Data listing

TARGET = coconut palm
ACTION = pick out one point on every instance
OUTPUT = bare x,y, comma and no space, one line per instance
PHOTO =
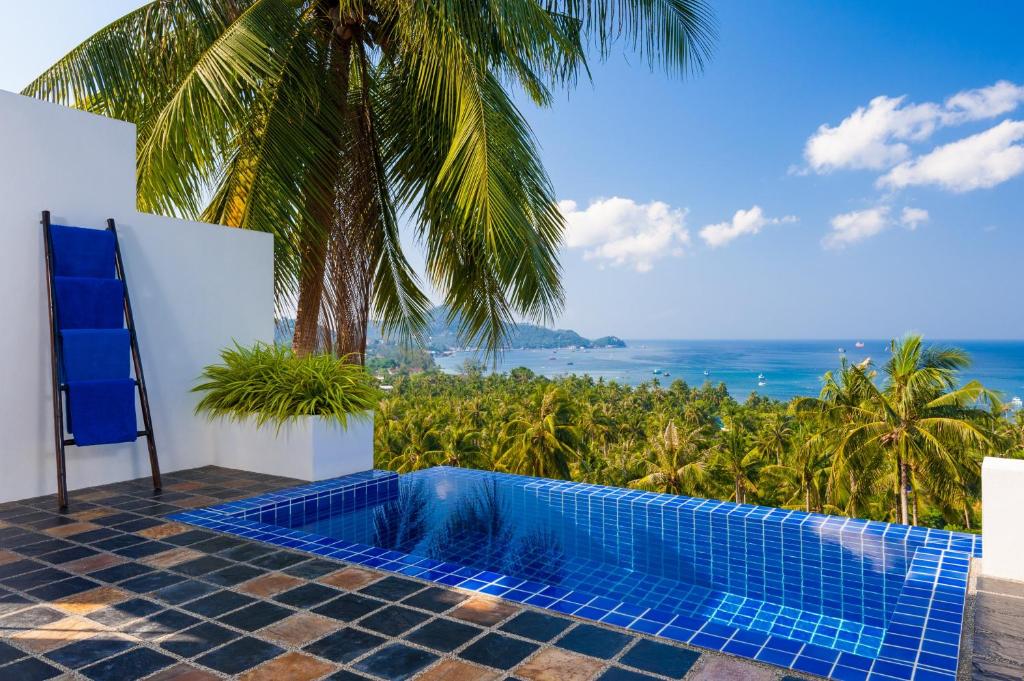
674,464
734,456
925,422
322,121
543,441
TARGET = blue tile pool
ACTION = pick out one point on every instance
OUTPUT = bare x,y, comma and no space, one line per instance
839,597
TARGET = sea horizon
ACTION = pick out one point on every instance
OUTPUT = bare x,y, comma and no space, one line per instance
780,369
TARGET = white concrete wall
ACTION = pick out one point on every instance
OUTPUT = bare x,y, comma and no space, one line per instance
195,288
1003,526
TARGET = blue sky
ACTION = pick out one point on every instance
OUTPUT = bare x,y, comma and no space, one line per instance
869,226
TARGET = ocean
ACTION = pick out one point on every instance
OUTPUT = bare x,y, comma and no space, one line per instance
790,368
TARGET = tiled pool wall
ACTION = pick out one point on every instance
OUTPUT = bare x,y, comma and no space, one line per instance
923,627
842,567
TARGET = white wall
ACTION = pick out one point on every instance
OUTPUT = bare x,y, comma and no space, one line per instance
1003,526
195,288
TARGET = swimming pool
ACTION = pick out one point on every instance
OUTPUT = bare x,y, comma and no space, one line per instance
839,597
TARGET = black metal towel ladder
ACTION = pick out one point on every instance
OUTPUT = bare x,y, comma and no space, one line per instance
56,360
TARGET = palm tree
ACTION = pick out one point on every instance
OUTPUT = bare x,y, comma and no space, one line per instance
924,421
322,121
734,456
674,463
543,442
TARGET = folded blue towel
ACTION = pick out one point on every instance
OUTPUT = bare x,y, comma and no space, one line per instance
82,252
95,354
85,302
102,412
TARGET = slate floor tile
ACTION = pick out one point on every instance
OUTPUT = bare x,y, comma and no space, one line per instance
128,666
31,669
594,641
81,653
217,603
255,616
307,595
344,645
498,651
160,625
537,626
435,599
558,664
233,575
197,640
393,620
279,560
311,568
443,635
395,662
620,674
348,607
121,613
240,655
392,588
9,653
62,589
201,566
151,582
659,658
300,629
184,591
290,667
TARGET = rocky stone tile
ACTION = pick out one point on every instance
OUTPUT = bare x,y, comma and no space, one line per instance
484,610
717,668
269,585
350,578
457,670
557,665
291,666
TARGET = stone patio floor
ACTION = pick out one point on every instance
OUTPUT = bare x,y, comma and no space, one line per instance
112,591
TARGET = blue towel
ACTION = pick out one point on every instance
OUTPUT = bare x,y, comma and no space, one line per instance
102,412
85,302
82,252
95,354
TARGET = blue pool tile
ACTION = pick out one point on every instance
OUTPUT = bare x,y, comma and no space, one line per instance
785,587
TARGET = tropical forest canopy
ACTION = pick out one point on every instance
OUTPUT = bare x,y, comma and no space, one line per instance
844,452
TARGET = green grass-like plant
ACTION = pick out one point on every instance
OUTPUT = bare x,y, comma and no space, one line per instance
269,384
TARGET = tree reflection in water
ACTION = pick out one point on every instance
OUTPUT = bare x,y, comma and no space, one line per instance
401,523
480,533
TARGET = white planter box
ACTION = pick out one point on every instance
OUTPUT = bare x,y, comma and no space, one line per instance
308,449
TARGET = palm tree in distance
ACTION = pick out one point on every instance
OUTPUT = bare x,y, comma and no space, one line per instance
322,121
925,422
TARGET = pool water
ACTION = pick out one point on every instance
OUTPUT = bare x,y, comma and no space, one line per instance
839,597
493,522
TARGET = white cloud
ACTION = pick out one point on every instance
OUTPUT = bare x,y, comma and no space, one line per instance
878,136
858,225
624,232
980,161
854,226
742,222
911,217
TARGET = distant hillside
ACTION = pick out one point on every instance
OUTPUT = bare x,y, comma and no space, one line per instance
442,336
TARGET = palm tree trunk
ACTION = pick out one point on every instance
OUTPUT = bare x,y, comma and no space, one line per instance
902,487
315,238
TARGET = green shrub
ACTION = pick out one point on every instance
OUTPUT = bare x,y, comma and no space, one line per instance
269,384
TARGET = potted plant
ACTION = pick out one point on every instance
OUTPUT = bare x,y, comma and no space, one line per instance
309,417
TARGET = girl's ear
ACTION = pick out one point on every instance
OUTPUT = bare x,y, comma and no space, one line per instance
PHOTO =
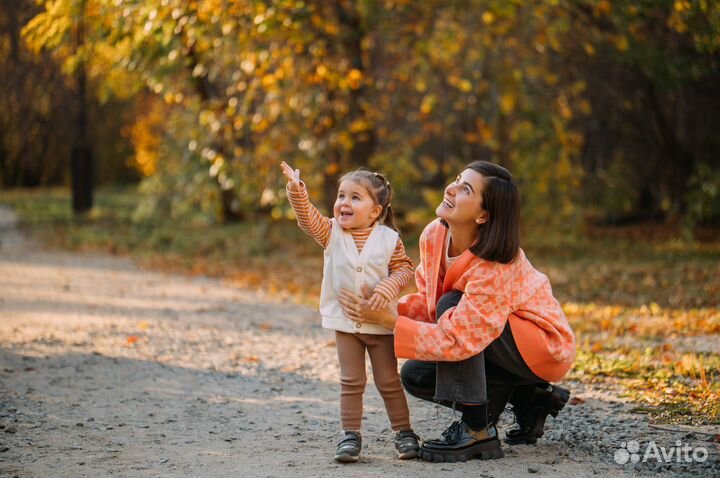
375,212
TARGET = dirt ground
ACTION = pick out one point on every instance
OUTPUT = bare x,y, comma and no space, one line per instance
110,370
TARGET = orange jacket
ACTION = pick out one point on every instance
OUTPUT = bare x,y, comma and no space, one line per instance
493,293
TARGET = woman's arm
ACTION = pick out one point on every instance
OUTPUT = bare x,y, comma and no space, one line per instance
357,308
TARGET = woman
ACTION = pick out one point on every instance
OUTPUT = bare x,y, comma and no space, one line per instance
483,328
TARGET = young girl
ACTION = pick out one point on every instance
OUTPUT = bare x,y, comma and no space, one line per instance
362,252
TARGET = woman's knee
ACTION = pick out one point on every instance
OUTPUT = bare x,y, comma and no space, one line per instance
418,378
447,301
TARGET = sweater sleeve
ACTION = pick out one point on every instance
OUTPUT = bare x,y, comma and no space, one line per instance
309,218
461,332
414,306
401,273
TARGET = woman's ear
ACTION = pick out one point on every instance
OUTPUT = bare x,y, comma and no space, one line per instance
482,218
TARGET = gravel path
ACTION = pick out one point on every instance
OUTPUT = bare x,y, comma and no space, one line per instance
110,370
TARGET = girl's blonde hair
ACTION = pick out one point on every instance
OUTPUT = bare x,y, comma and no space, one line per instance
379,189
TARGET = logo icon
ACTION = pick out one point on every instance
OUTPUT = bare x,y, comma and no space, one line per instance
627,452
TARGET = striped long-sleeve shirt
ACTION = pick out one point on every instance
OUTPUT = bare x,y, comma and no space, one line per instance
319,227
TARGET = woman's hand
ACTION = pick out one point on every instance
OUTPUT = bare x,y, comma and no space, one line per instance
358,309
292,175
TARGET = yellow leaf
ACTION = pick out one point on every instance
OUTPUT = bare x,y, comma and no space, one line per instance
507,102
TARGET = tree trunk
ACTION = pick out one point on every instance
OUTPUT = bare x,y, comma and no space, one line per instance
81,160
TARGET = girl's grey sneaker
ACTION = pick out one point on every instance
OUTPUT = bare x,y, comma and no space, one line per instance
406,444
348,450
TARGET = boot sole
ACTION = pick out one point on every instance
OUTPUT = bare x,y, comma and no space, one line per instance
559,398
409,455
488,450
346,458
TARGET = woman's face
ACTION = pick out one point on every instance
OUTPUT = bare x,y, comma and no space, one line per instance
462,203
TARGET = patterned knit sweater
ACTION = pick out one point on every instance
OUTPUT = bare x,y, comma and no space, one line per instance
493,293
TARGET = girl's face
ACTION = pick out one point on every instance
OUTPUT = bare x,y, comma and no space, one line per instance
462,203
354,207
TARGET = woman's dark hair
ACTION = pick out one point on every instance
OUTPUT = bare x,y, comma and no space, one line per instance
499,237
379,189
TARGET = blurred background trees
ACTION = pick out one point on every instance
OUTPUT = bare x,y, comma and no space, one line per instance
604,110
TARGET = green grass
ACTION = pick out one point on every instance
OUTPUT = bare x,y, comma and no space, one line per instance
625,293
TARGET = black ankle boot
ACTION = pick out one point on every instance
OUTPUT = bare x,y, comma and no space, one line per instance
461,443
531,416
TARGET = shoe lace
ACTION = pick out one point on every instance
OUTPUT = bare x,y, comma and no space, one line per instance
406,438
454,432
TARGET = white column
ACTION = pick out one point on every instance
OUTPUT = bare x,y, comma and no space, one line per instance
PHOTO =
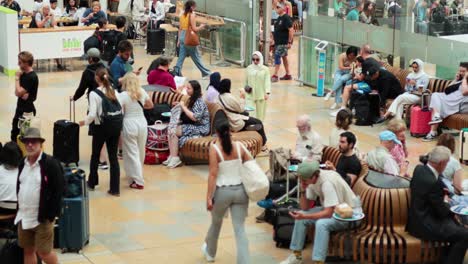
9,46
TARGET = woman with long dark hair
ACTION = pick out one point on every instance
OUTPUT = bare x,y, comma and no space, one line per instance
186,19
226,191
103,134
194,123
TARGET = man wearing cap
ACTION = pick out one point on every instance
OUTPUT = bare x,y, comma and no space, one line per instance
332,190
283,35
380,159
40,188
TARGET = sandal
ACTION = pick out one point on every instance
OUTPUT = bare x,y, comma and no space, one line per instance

Exercise objective
Put the data from the line with "TARGET = man wearing cap" up to and including the last line of the data into a Markdown table with the columns "Row" and "Line", numbering each line and omitting blank lines.

Complete answer
| Row | Line |
|---|---|
| 1 | TARGET = man wearing cap |
| 2 | ACTION = pick out one point on every instance |
| 3 | OUTPUT = bare x,y, comma and no space, one line per instance |
| 4 | 332,190 |
| 5 | 283,35 |
| 6 | 380,159 |
| 7 | 40,188 |
| 8 | TARGET = sandal |
| 9 | ACTION = pick out one point on every instance |
| 10 | OUTPUT = bare x,y, comma and no space, one line per instance |